Required actions:
1. From the text on βarr1 and glutamatergic function below, list every membrane potential at which the peak AMPAR current was measured to assess the AMPA IV curve.
2. State whether each statement agrees with the text on βarr1 and glutamatergic function below, answering yes or no and quoting the deciding words: (a) KO mice performed relatively normally on PIT. (b) CP-AMPAR currents differed by genotype. (c) GluN2B containing NMDAR currents were increased in KO MSNs compared with WT MSNs.

Study text:

In summary, KO mice showed attenuated goal-approach behavior to a food-paired cue and were also impaired in performing an effortful food-seeking task, particularly during initial transition periods with more challenging reinforcement schedules. While these findings implicate βarr1 in adaptive reward-motivated learning and behavior, the fact that KO mice showed relatively normal PIT performance suggests that βarr1 is not critical for assigning motivational or response-biasing properties to food-associated cues, thus demonstrating that these behavioral impairments were not the result of an underlying deficit in Pavlovian incentive learning.

βarr1 regulates glutamatergic function in the NAc shell

So as to explore the molecular underpinnings of the behavioral impairments in reward-motivated behavior seen in KO mice, we performed a series of electrophysiological experiments. We focused on the glutamatergic system, a critical component of reward-related adaptations [41], within the NAc shell, a hub of reward-related signaling and glutamatergic function [26, 42].

The AMPA/NMDA ratio.

A basal disruption of glutamatergic signaling, in particular that of AMPARs, may influence cocaine-seeking behaviors [43]. We therefore assessed basal glutamatergic synaptic strength, assessed by the A/N ratio, in WT, βarr1 and βarr2 KO MSNs. AMPAR currents were defined by the peak eEPSCs at -70mV in the presence of BIC whereas NMDAR currents were defined by the average current 45–55 ms after the peak eEPSC at +40mV in the presence of BIC. One-way ANOVA revealed a significant effect of genotype on the A/N ratio (WT: n = 20 cells, 6 mice, βarr1 KO: n = 20 cells, 5 mice, βarr2 KO: n = 6 cells, 2 mice; p < 0.0001) and post-hoc analysis showed that MSNs a higher A/N ratio in βarr1 KO mice compared with that of WT and βarr2 KO mice (Fig 3A).

Fig 3. Deleting βarr1 alters glutamatergic synaptic strength in MSNs of the NAc shell.

A) The A/N ratio was assessed in MSNs of the NAc shell by measuring: 1), the peak evoked AMPAR current at -70mV and, 2), the evoked NMDAR current, at +40mV and 45–55 ms following the peak eEPSC. The ratio of these currents was higher in βarr1 KO than WT MSNs and MSNs from βarr2 KO mice (WT: n = 20, βarr1 KO: n = 20, βarr2 KO: n = 6; *, ***p <0.05 and 0.001 respectively). B) CP-AMPAR currents, measured by the peak AMPAR current in the absence and then presence of NASPM at -70MV, showed no effect of genotype (WT: n = 4, KO: n = 7). C) The AMPA IV curve, assessed by the peak AMPAR current at -70, -50, -30, -10, 10 and 40 mV, and shown as a percent of the current at -70mV, also showed no effect of genotype (WT: n = 6, KO: n = 8). D) GluN2B containing NMDAR currents, measured as the peak NMDAR current at +40mV in the absence and then presence of Ro25-6981 (1μM), was reduced in KO, compared with WT, MSNs (WT: n = 7, KO: n = 8; p < 0.0001), *** = p < 0. 0001. Note that, in this and subsequent electrophysiology figures, the total length of the x-axis is 500ms and that stimulus artifacts were not removed from example traces.

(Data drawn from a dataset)
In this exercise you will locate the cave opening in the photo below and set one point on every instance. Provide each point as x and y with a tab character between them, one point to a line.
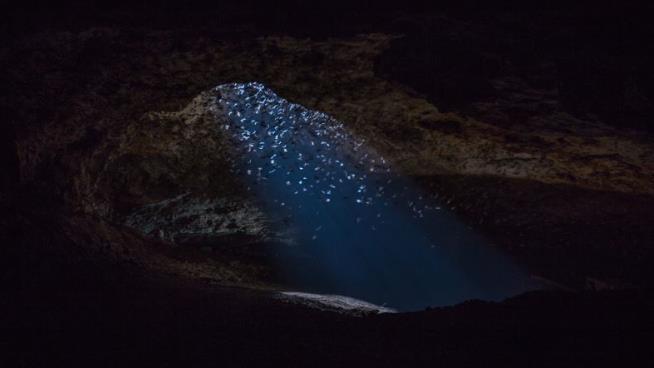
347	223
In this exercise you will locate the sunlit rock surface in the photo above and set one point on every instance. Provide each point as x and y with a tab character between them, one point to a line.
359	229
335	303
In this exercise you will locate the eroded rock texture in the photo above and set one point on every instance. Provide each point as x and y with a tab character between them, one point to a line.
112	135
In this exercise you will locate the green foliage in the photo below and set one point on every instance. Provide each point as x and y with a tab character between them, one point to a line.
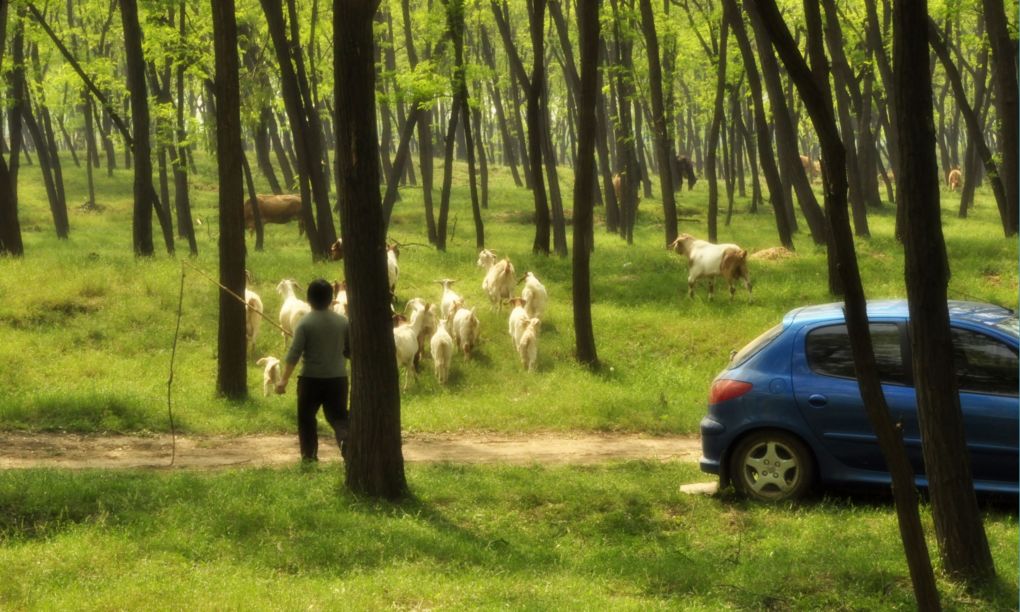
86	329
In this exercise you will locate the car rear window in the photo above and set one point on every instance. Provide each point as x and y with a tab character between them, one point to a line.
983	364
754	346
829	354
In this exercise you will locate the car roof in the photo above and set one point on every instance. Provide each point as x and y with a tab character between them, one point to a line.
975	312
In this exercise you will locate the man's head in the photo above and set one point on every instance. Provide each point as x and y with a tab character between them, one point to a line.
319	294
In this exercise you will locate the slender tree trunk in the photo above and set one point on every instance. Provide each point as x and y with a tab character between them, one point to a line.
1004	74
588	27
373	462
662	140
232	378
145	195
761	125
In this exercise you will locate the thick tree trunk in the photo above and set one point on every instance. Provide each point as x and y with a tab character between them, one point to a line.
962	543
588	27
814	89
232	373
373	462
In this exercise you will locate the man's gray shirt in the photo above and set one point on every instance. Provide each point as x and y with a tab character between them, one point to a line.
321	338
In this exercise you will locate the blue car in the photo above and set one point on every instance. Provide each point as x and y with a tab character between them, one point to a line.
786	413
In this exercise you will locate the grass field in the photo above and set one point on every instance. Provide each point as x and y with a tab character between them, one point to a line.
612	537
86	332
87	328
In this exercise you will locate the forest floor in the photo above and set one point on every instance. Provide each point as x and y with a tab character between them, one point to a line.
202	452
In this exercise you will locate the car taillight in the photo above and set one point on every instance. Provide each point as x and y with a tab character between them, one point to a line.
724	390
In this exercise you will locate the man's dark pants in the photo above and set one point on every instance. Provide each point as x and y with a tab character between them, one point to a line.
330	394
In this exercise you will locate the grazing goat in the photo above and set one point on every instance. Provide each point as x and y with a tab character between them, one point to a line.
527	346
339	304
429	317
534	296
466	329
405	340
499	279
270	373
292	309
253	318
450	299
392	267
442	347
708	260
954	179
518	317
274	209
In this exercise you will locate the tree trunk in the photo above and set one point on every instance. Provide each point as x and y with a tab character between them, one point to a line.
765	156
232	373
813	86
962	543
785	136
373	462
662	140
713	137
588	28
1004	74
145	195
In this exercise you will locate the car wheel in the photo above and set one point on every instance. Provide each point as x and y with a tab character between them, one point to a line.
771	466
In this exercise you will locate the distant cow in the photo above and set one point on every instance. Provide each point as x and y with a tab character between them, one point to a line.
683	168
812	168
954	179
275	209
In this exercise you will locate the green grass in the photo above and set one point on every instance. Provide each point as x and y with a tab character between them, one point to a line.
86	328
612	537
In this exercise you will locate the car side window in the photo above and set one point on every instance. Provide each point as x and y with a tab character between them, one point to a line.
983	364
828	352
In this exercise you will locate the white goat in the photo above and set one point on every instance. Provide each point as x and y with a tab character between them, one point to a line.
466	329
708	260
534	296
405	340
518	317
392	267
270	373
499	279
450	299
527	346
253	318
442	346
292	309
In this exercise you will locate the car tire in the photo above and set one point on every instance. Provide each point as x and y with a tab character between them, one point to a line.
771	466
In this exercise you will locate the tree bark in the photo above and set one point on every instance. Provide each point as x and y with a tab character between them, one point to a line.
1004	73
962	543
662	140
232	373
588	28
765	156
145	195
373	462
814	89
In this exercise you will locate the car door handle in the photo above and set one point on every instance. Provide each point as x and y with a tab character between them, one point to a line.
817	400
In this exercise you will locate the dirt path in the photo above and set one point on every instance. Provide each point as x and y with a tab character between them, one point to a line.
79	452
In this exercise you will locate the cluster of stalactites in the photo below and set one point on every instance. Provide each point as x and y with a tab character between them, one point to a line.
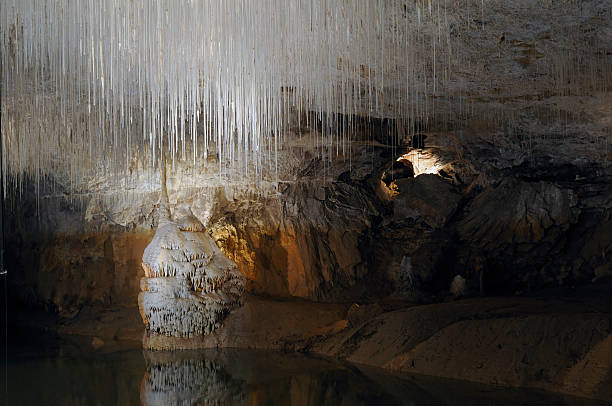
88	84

Answers per task:
1. -70 mV, -50 mV, -30 mV, -10 mV, 10 mV, 40 mV

2.
(a) Yes: "KO mice showed relatively normal PIT performance"
(b) No: "showed no effect of genotype"
(c) No: "was reduced in KO, compared with WT, MSNs"